» ASSIGNMENT: Check each line of the data for "large" and select those that have it.

Recorded data:
'''

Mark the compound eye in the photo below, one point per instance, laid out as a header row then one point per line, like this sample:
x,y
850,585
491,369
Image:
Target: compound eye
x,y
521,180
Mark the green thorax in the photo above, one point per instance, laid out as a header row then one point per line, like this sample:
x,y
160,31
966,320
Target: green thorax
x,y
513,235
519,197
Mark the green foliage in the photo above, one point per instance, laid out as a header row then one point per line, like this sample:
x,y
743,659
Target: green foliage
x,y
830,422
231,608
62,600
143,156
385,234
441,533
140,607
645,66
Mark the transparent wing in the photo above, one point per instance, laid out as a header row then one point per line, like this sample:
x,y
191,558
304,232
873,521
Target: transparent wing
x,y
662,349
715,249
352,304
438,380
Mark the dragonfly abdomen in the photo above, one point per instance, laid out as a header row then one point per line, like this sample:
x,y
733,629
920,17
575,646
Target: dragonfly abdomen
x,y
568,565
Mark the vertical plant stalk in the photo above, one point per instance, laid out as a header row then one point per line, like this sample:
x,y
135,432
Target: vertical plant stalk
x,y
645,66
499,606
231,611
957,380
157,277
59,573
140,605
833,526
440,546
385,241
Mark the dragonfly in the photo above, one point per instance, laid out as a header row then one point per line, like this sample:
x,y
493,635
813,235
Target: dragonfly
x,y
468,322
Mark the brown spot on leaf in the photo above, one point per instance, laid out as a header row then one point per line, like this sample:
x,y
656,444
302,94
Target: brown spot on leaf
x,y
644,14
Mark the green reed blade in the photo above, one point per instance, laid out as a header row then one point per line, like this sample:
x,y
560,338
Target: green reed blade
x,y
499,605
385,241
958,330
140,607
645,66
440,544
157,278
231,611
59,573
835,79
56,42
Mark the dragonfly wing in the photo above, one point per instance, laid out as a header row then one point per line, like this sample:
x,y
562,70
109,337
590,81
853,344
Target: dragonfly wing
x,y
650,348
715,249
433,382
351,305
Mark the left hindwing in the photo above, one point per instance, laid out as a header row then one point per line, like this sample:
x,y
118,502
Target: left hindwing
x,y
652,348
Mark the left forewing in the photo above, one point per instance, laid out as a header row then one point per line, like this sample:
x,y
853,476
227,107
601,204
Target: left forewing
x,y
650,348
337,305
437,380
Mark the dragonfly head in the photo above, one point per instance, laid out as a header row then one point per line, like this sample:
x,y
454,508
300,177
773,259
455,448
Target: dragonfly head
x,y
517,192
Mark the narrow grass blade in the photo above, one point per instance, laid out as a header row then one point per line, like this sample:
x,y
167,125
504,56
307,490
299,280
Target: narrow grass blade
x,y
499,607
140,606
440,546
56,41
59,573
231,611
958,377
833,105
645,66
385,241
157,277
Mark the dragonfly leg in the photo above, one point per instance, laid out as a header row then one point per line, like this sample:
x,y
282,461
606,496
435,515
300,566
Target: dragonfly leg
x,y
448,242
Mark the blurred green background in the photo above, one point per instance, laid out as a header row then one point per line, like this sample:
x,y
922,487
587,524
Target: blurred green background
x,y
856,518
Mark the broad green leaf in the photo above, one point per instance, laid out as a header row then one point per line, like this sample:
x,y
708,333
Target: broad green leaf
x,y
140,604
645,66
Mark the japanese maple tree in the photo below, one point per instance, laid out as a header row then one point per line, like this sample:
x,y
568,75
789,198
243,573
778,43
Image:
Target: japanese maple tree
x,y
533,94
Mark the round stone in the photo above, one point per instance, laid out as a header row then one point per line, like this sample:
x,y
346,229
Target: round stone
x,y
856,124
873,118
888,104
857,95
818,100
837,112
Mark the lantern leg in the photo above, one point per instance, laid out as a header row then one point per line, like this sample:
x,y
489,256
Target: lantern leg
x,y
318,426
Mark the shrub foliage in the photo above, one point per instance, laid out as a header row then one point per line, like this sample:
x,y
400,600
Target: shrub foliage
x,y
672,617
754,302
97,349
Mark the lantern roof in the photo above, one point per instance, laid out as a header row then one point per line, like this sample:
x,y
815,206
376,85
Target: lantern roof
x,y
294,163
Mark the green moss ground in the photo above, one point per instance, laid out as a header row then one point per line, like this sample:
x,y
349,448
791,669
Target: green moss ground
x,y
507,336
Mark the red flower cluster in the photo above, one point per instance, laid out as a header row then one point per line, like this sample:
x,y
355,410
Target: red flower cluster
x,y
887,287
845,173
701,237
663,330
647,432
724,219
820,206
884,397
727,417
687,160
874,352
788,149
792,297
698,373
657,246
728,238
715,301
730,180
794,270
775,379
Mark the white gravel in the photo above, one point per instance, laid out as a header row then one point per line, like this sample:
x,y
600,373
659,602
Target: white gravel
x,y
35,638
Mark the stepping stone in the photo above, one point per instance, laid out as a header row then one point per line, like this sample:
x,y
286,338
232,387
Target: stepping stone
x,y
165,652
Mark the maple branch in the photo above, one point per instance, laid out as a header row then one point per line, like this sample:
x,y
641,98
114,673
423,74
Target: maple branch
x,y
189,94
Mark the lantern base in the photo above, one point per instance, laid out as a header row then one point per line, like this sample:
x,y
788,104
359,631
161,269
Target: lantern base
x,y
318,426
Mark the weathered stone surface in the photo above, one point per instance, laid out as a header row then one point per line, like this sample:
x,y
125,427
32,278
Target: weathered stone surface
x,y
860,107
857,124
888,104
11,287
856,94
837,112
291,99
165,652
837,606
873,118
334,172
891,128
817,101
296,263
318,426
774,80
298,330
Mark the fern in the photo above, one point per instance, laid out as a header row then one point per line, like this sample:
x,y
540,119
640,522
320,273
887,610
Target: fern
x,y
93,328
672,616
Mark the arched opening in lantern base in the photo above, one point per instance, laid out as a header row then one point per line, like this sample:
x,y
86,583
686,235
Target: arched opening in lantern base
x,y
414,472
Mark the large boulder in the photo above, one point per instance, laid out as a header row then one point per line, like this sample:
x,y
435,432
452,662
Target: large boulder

'''

» PROBLEM SOLUTION:
Mark the large boulder in the photo above, one point per instance, laid out as a header row then one point per line, like this sample:
Target: large boulder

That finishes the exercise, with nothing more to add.